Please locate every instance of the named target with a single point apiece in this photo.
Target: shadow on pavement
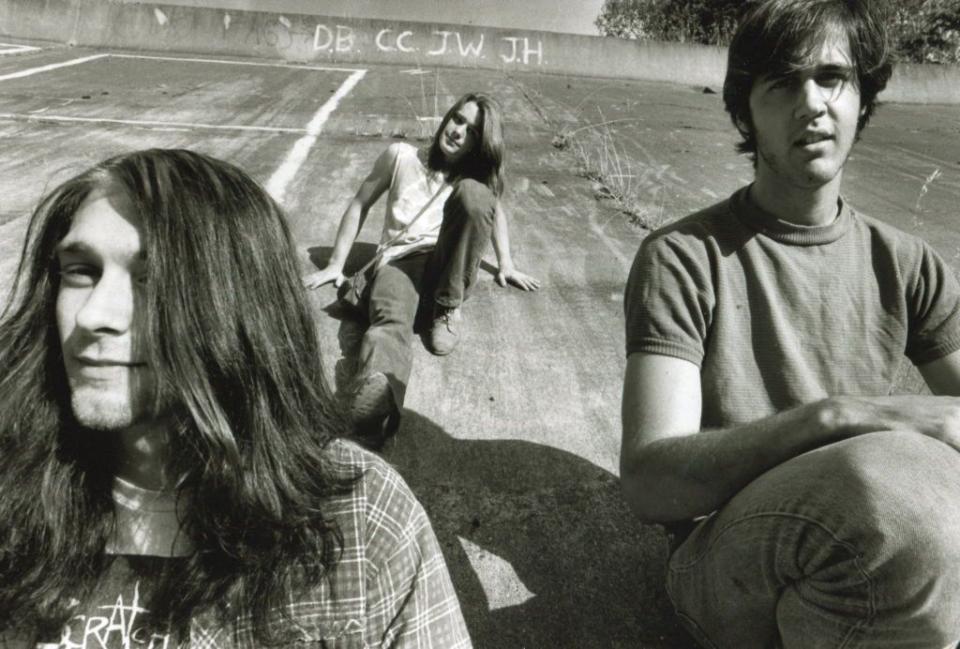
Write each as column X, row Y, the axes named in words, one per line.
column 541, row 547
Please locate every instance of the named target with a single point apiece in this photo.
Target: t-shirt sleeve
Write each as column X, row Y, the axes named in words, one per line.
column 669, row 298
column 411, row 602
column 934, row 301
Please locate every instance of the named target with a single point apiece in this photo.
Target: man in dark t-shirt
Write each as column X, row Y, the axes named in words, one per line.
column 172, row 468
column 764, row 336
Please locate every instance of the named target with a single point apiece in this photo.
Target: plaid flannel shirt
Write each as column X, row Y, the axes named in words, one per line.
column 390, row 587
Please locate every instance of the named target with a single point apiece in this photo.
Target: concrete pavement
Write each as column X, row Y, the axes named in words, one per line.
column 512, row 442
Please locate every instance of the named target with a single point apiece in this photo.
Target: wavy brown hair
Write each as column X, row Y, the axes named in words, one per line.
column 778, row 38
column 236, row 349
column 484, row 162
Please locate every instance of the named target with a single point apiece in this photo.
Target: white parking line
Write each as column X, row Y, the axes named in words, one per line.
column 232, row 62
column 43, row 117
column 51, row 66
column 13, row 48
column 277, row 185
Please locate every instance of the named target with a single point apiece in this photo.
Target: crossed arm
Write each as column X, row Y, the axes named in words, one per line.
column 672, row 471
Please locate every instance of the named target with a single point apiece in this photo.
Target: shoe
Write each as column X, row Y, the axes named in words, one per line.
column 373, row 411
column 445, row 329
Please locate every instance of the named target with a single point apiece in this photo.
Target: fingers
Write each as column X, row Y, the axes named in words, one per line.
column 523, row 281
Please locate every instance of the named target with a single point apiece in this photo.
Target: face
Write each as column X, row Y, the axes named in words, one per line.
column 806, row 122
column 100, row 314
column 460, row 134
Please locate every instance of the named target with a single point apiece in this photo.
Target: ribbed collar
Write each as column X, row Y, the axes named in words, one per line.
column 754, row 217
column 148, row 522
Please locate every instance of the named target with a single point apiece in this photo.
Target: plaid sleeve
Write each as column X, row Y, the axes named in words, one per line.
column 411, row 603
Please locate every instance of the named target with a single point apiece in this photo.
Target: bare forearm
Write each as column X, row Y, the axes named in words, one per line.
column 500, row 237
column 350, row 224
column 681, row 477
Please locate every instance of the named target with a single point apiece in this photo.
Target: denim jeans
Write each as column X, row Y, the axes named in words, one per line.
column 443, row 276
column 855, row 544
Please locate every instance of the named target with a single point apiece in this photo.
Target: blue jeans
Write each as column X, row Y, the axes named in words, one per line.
• • • •
Return the line that contains "Target: blue jeans" along with every line after it through the end of the entries, exactly, adding nothing.

▶ **WRITTEN SOLUTION**:
Target: blue jeans
Write each as column X, row Y, the axes named in words, one per line.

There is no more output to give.